* **REQUIREMENT**
Below are some records. Say how many of their lines contain the string "alpine", and give nothing but the number.
[SOURCE INFORMATION — start]
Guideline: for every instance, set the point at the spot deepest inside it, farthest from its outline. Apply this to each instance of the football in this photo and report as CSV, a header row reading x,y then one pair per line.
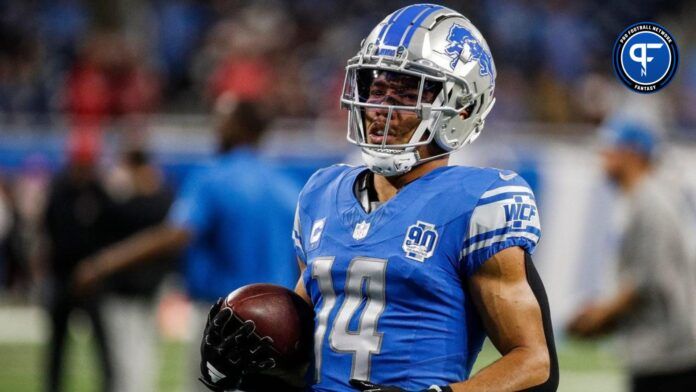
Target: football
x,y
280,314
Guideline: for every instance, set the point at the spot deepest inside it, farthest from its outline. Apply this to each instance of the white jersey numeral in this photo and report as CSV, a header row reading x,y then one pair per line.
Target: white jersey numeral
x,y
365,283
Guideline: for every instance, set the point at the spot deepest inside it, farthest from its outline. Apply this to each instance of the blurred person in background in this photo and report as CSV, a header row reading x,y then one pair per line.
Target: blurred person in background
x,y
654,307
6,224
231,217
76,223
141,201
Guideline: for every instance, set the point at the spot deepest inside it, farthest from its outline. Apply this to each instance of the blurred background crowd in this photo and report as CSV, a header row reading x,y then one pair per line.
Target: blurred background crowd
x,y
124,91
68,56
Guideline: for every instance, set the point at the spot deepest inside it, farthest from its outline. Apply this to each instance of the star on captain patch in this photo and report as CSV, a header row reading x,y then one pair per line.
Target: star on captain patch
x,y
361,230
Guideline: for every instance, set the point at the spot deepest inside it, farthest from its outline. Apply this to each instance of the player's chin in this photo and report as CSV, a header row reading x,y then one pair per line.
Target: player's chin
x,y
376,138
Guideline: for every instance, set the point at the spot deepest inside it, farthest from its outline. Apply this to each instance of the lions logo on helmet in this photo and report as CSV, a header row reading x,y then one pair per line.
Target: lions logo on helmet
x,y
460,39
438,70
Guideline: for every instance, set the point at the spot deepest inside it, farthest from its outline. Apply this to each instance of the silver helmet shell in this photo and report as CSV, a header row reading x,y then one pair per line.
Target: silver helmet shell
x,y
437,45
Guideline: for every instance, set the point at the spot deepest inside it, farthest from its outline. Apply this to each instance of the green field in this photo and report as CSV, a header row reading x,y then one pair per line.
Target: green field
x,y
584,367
[SOURCE INFORMATION — finish]
[SOURCE INFORMATION — start]
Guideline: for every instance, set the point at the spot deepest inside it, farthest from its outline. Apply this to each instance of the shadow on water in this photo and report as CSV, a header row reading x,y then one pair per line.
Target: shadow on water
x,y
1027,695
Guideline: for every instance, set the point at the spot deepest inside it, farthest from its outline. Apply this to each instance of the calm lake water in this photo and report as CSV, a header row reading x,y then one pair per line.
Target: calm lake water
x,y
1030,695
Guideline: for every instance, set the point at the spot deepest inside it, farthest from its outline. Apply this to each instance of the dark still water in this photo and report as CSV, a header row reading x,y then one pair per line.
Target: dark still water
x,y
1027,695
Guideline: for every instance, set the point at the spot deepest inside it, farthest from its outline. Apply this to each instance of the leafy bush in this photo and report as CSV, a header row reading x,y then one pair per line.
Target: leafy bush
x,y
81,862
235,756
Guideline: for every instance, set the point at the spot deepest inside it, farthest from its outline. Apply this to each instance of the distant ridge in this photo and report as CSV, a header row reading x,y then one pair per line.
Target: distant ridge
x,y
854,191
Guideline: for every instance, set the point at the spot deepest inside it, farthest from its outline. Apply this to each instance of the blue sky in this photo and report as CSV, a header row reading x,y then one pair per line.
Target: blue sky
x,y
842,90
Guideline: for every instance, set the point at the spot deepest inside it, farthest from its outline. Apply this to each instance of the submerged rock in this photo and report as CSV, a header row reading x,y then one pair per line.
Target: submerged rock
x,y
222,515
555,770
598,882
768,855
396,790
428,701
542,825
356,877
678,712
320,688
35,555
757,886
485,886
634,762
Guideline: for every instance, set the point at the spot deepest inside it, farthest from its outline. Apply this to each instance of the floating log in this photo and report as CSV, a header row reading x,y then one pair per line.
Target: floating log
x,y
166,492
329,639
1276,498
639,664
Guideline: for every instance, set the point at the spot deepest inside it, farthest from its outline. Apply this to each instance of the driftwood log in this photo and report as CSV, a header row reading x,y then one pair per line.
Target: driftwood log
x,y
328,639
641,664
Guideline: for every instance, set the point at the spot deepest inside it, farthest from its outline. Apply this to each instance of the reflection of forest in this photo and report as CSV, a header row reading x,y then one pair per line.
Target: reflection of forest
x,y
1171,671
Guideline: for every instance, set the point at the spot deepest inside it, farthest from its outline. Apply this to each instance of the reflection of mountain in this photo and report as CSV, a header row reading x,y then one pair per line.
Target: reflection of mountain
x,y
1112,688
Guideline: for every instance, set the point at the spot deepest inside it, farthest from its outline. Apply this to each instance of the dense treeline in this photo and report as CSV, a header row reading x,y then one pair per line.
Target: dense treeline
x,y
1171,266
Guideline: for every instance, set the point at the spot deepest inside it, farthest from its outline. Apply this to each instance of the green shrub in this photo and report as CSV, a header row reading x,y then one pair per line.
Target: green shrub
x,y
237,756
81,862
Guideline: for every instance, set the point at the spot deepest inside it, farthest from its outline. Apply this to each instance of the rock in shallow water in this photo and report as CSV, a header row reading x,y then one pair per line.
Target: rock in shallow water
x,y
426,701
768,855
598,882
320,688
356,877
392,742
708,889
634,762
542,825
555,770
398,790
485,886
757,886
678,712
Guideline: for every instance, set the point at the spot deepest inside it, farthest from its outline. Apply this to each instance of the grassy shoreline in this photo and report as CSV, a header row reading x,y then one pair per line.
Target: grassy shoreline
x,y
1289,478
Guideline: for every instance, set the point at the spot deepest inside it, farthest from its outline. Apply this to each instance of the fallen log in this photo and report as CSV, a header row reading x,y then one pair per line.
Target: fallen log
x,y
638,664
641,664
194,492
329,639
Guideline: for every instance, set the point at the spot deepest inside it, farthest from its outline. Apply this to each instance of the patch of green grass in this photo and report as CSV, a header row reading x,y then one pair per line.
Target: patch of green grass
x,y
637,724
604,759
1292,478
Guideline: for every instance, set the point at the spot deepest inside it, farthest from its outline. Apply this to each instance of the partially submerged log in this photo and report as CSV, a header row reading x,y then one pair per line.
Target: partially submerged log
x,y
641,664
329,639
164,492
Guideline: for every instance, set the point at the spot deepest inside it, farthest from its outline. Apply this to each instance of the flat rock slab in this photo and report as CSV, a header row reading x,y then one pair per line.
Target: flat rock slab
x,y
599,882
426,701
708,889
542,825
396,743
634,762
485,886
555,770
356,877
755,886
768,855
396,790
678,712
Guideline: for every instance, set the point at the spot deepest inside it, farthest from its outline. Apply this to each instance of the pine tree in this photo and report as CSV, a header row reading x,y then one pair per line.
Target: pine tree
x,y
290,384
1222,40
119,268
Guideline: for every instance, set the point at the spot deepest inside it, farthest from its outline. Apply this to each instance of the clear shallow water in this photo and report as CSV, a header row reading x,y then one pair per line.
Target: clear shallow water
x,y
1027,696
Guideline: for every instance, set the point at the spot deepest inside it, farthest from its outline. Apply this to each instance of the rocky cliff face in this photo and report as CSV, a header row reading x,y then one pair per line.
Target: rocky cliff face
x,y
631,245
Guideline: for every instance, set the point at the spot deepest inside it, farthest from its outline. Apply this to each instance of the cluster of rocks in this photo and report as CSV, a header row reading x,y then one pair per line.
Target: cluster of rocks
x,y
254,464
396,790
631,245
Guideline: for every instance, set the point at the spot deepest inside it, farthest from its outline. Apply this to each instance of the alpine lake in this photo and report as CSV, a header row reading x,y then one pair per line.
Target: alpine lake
[SOURCE INFORMATION — finish]
* **ANSWER FOR THE TASK**
2